▶ **TASK**
Repeat word for word the lines below, from the line containing "the flower cluster." through the final line, with both ends included. Leave the pictures out of your answer.

++++++++++

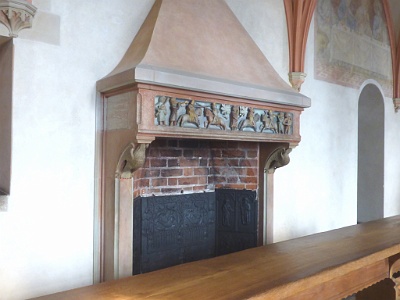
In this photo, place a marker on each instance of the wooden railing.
(329, 265)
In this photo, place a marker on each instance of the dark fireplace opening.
(174, 229)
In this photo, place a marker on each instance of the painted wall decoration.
(352, 43)
(171, 111)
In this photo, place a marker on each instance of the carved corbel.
(131, 159)
(16, 15)
(278, 158)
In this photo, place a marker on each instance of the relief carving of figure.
(213, 118)
(287, 123)
(250, 120)
(161, 110)
(174, 107)
(281, 118)
(234, 117)
(268, 121)
(191, 115)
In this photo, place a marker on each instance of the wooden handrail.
(329, 265)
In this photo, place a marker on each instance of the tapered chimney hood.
(200, 46)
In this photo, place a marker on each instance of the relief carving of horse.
(213, 119)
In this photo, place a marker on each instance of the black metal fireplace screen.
(175, 229)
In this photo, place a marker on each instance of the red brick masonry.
(188, 166)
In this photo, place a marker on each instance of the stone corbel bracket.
(278, 158)
(16, 15)
(131, 159)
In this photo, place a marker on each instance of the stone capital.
(131, 159)
(16, 15)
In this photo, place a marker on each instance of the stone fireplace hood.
(201, 46)
(193, 68)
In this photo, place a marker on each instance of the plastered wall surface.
(46, 234)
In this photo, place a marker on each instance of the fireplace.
(189, 113)
(194, 199)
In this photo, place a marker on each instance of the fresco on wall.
(352, 43)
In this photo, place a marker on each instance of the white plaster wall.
(317, 191)
(46, 236)
(392, 161)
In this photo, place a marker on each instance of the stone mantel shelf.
(141, 105)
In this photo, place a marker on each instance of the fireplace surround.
(189, 110)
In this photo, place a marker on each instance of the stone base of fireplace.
(175, 229)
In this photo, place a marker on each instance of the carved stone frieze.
(175, 112)
(131, 159)
(279, 158)
(16, 15)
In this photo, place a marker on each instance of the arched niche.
(371, 127)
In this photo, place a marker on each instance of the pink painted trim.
(298, 19)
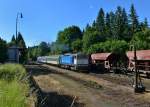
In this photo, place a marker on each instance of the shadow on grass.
(49, 99)
(53, 99)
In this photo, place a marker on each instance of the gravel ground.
(89, 90)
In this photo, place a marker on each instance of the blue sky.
(44, 18)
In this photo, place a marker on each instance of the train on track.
(76, 61)
(101, 61)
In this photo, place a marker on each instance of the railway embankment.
(111, 89)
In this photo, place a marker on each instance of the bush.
(12, 94)
(12, 72)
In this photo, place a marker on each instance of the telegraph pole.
(17, 18)
(139, 88)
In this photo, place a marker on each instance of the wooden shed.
(109, 61)
(13, 54)
(143, 59)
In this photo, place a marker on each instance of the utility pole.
(139, 88)
(17, 18)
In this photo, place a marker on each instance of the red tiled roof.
(141, 55)
(100, 56)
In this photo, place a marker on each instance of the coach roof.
(141, 54)
(100, 56)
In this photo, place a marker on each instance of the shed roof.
(100, 56)
(141, 55)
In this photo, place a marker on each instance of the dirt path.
(70, 84)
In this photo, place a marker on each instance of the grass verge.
(13, 88)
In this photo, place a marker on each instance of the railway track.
(89, 90)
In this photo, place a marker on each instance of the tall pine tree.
(100, 22)
(134, 23)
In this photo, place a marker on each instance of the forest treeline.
(114, 31)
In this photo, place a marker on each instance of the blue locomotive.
(76, 61)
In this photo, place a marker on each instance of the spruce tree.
(107, 26)
(134, 23)
(112, 24)
(100, 22)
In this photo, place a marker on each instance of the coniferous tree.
(126, 32)
(145, 23)
(100, 22)
(3, 50)
(108, 26)
(21, 44)
(13, 41)
(134, 23)
(112, 24)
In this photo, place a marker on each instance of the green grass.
(12, 91)
(12, 72)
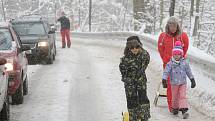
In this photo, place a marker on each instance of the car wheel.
(50, 59)
(18, 97)
(25, 86)
(5, 112)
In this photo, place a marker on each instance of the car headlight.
(42, 44)
(9, 65)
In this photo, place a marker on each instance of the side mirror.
(25, 47)
(3, 61)
(51, 32)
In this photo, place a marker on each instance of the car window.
(29, 28)
(46, 27)
(5, 39)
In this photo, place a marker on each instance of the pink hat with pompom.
(178, 50)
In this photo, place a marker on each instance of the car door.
(3, 84)
(51, 36)
(22, 60)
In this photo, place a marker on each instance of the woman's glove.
(164, 83)
(193, 83)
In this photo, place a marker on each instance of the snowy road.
(84, 84)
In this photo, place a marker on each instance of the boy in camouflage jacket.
(132, 67)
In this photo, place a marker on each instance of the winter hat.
(178, 50)
(173, 20)
(134, 38)
(63, 13)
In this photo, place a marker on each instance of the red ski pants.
(169, 92)
(65, 34)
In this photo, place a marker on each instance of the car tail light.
(9, 65)
(11, 83)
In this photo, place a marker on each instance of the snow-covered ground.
(84, 84)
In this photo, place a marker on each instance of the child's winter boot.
(185, 113)
(175, 111)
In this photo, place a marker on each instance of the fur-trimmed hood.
(173, 20)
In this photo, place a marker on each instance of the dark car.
(16, 66)
(36, 32)
(4, 100)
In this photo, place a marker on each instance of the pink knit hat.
(178, 50)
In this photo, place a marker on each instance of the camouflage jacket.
(132, 67)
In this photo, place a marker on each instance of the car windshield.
(5, 39)
(29, 28)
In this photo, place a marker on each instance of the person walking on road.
(178, 68)
(166, 43)
(65, 30)
(132, 67)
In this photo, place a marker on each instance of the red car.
(16, 66)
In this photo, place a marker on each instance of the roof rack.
(30, 17)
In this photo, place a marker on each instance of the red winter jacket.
(166, 43)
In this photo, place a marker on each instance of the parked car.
(16, 66)
(36, 32)
(4, 99)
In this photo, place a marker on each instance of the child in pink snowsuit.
(178, 68)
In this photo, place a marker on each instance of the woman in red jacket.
(166, 43)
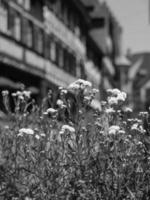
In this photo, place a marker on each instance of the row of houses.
(48, 43)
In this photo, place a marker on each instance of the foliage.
(72, 151)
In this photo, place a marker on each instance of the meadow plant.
(72, 151)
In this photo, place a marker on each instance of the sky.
(134, 17)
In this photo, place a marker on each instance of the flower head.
(67, 128)
(114, 129)
(80, 84)
(26, 131)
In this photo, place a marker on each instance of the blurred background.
(45, 44)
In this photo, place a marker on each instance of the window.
(17, 27)
(11, 15)
(59, 55)
(29, 34)
(27, 4)
(53, 50)
(65, 14)
(77, 26)
(20, 2)
(66, 60)
(3, 17)
(40, 41)
(47, 46)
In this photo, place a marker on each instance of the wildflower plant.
(70, 150)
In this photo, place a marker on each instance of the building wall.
(44, 38)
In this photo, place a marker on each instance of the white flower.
(109, 110)
(116, 96)
(27, 131)
(95, 91)
(127, 109)
(37, 137)
(113, 129)
(143, 114)
(27, 93)
(42, 135)
(50, 111)
(5, 92)
(112, 101)
(135, 126)
(79, 84)
(60, 103)
(67, 128)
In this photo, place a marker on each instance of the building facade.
(48, 43)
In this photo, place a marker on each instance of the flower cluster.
(80, 85)
(115, 96)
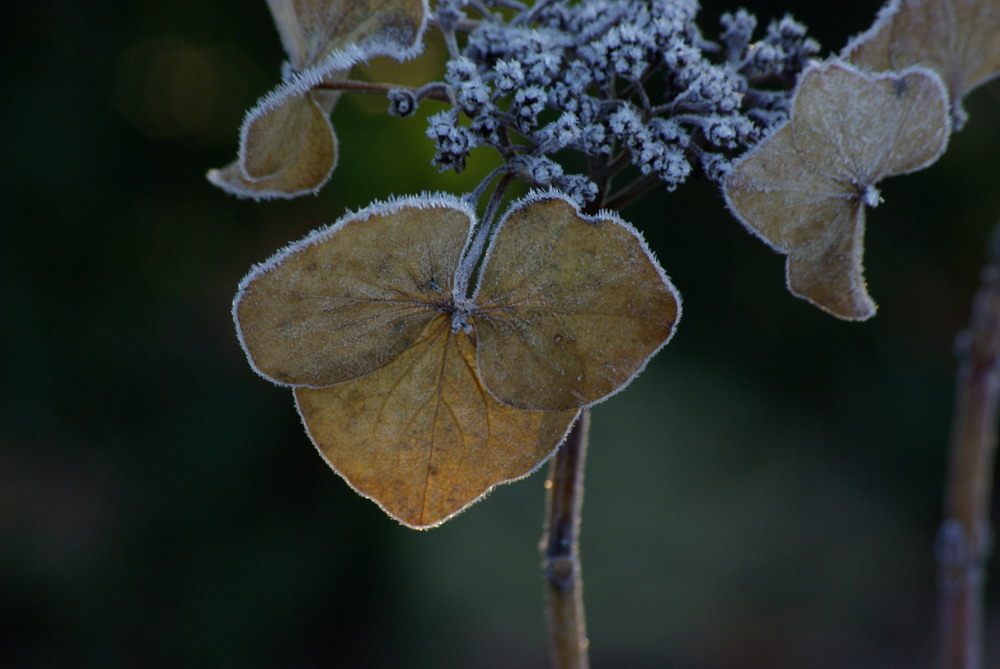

++++++++++

▶ **EXERCISE OUTPUT**
In this photo, place a marker on each instance of the flower cluster.
(80, 85)
(115, 96)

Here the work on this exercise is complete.